- _Text_:
Begin

Álvaro Uribe Vélez (b. July 4, 1952) is the President of Colombia (since 2002).

Running as an independent liberal candidate (having previously been a member of the Colombian Liberal Party), he was elected President of Colombia in the first round of the 26 May 2002 elections with 53% of the popular vote.

His electoral platform was centred around the policy of confronting Colombia's main guerrilla movement, the Revolutionary Armed Forces of Colombia (Fuerzas Armadas Revolucionarias de Colombia, or FARC). This new approach was adopted after four years of unsuccessful attempts by the previous administration, under Andrés Pastrana, to negotiate a ceasefire with the guerrillas, and amid decreasing public support for the guerrillas.

Uribe is often characterized by his opponents as a "hard-line right-winger" on account of his stance against the FARC and the ELN. In contrast to these perceptions, his socioeconomic policies are more centrist and he has remained open to a negotiated end to the conflict, contingent upon the armed groups first declaring a cease-fire.

After a considerable silence, Uribe has recently begun to publicly argue in favor of a bill currently being discussed (amid public controversy) in the Colombian Congress, which would potentially allow him to run for a second term as president.

Allegations from a 1991 document

An article published on the first week of August 2004 by Newsweek's Joseph Contreras that questioned the recent peace process with the AUC and explored the possibility of Uribe's government letting paramilitaries with ties to the drug business go free, included references to a recently unclassified 1991 U.S. military-intelligence report about the Medellín Cartel that included Alvaro Uribe's name in a list of collaborators of the organization, stating that the then Senator Uribe allegedly would have had personal links to Pablo Escobar, helped the drug lord in his campaign to be elected to Congress as part of a list, and was opposed to extradition of captured drug lords to the U.S.. The same document also claimed that Uribe's father would have died due to conflicts with narcotics traffickers. [1]

On August 1st, the U.S. Department of State's spokesman Robert Zimmerman officially replied to the document by making the following statement: "We completely reject these allegations about president Uribe. We do not have credible information that can corroborate or give substance to a nonevaluated report that dates from 1991 and which ties president Uribe with the drug business." [2]

Likewise, on that same date the Colombian government released a public communique in response, which pointed out that the 1991 document itself indicates that the information contained within was "not finally evaluated", and stated that:

  1. This information is the same one that, in its moment, was part of the attacks which President Alvaro Uribe Vélez was subjected to during his presidential campaign.
  2. In 1991, Alvaro Uribe Vélez, then Senator, was in the United States in an academic program of the University of Harvard, while the Constituent Assembly met, a period during which the revocation of Congress took place.
  3. Álvaro Uribe Vélez has not had businesses of any type abroad. As explained during his campaign to the media, when the subject was mentioned, he only had two banking accounts abroad: one in a Bank of Boston, associate to the University of Harvard and another one in Oxford, England, while he was in that university in 1998. He does not have a single property abroad.

End

- _Problem_: Please carry on the Álvaro Uribe text from the point where it ends.

- _Entries provided_:
Begin

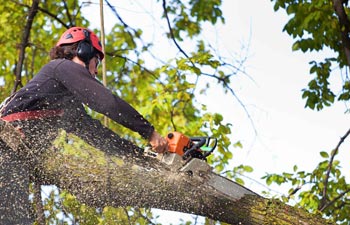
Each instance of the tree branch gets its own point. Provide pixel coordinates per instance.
(329, 168)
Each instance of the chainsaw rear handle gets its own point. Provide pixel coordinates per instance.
(198, 142)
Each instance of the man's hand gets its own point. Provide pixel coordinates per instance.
(158, 143)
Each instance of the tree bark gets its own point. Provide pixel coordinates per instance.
(100, 180)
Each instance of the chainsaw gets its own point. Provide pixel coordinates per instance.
(188, 155)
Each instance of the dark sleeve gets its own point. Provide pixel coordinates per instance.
(92, 93)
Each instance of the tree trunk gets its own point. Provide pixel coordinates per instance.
(99, 180)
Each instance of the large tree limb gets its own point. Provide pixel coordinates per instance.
(99, 180)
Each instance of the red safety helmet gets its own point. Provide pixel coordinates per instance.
(76, 34)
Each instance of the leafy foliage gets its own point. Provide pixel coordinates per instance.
(315, 27)
(320, 26)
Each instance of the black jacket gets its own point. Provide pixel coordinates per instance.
(63, 84)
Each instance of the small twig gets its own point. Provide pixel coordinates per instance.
(24, 43)
(334, 200)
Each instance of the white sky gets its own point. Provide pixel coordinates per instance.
(287, 133)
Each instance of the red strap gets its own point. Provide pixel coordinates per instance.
(32, 115)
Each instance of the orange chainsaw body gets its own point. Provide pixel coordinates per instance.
(178, 143)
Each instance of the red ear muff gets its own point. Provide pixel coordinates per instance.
(85, 50)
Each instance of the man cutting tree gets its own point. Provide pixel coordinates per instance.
(55, 99)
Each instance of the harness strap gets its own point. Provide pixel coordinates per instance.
(32, 115)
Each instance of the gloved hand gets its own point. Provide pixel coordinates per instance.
(158, 143)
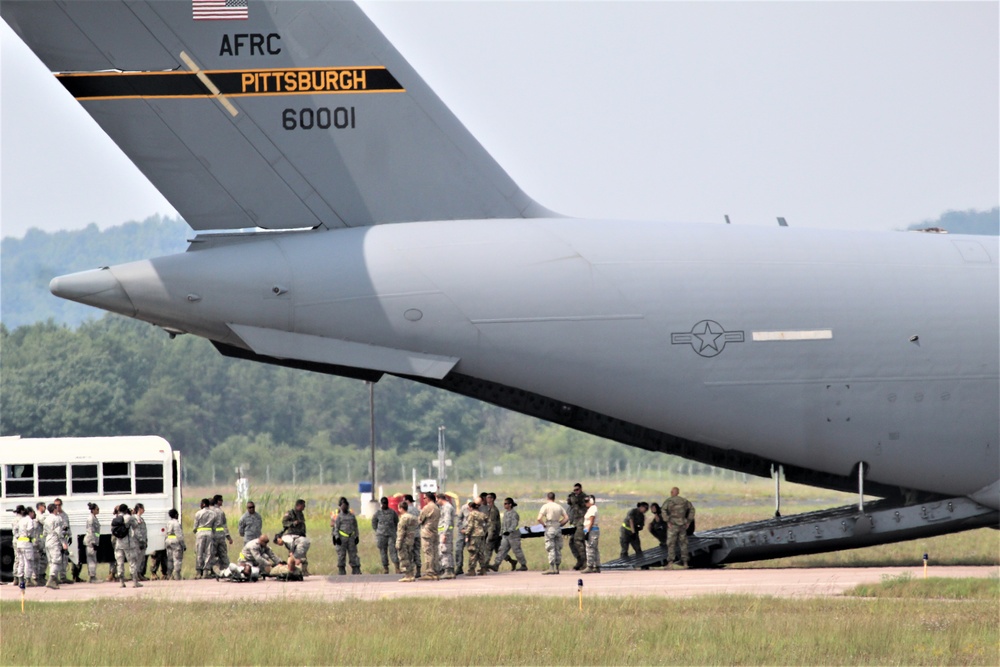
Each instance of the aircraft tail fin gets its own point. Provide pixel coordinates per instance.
(278, 114)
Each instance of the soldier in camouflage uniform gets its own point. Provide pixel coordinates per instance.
(430, 517)
(446, 534)
(510, 538)
(175, 545)
(344, 530)
(488, 507)
(293, 534)
(461, 523)
(632, 525)
(576, 501)
(475, 537)
(406, 536)
(204, 520)
(67, 540)
(251, 524)
(53, 536)
(553, 517)
(384, 523)
(92, 540)
(257, 553)
(41, 557)
(125, 549)
(414, 509)
(679, 514)
(220, 535)
(23, 540)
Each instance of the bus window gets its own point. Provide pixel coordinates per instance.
(148, 478)
(52, 480)
(117, 478)
(20, 480)
(85, 478)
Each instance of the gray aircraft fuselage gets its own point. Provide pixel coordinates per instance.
(815, 349)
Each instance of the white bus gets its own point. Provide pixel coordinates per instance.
(106, 471)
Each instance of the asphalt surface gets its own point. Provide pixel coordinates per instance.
(780, 582)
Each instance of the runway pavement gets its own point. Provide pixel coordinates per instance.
(781, 582)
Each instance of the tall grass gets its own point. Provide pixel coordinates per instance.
(497, 631)
(940, 588)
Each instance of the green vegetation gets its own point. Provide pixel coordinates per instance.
(27, 265)
(939, 588)
(121, 376)
(731, 502)
(508, 630)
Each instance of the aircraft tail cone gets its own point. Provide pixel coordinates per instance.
(97, 287)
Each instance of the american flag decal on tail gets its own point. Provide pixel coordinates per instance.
(220, 10)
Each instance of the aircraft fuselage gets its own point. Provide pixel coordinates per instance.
(818, 349)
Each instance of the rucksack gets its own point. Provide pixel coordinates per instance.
(118, 527)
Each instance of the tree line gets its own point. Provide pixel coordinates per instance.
(116, 376)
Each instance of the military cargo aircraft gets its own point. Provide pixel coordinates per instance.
(351, 225)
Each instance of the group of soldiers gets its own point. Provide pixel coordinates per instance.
(669, 525)
(427, 543)
(212, 540)
(42, 537)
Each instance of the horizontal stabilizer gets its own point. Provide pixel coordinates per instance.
(330, 351)
(268, 114)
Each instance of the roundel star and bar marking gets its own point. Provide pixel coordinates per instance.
(707, 338)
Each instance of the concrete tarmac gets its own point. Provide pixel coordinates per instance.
(780, 582)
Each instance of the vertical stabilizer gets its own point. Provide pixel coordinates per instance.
(276, 114)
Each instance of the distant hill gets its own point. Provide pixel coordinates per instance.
(986, 223)
(27, 265)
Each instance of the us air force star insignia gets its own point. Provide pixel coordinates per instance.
(708, 338)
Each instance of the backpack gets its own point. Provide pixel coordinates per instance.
(118, 527)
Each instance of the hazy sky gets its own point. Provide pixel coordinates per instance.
(838, 114)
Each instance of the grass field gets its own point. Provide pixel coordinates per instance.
(510, 631)
(901, 621)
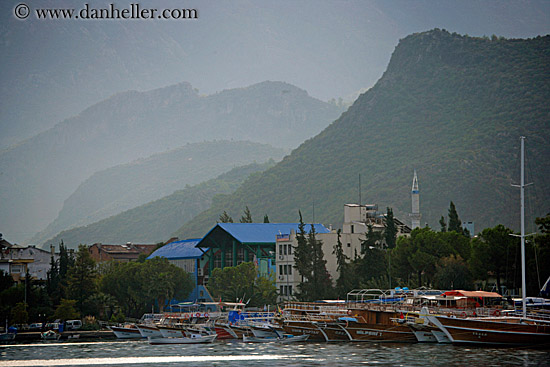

End

- _Output for this exercise_:
  4. Alberto Uribe Sierra, father of the President, was assassinated by the 5th front of the FARC on June 14th 1983 when resisting a kidnapping attempt. Uribe Sierra faced his kidnappers; his son Santiago was wounded during the confrontation.
  5. Álvaro Uribe Vélez was elected Senator in three opportunities: in 1986, 1990 and 1991 as member of the Liberal movement “Directorio Liberal de Antioquia - Sector Democrático“. (Jairo Ortega, of whose list Pablo Escobar was second, was elected to the House of Representatives by a different movement in 1982).
  6. In the annals of Congress of 1989, the position of senator Uribe Vélez on extradition is evidenced. It is the only one that the Senator had on the subject during his performance as Senator.
    ...
  7. During his time in government, Alvaro Uribe has authorized the extradition of more than 170 people as requested by different countries to be judged because of drug trafficking and other crimes, including the laundering of assets.
  8. As President he is against the modification of the current mechanism of extradition." [3]

The Pentagon also publicly supported Uribe: "No conclusions can be drawn from it," said spokesman Lt. Col. Chris Conway, who added that the report was raw, uncorroborated information from a single source. [4]

According to this position, the claims contained in the intelligence report would have constituted "raw", unverified intelligence that was never confirmed and would not serve as credible basis to establish a link with Pablo Escobar or other drug lords. Critics have observed that the Colombian government has yet to directly deny any friendship or business connection between Uribe and Escobar.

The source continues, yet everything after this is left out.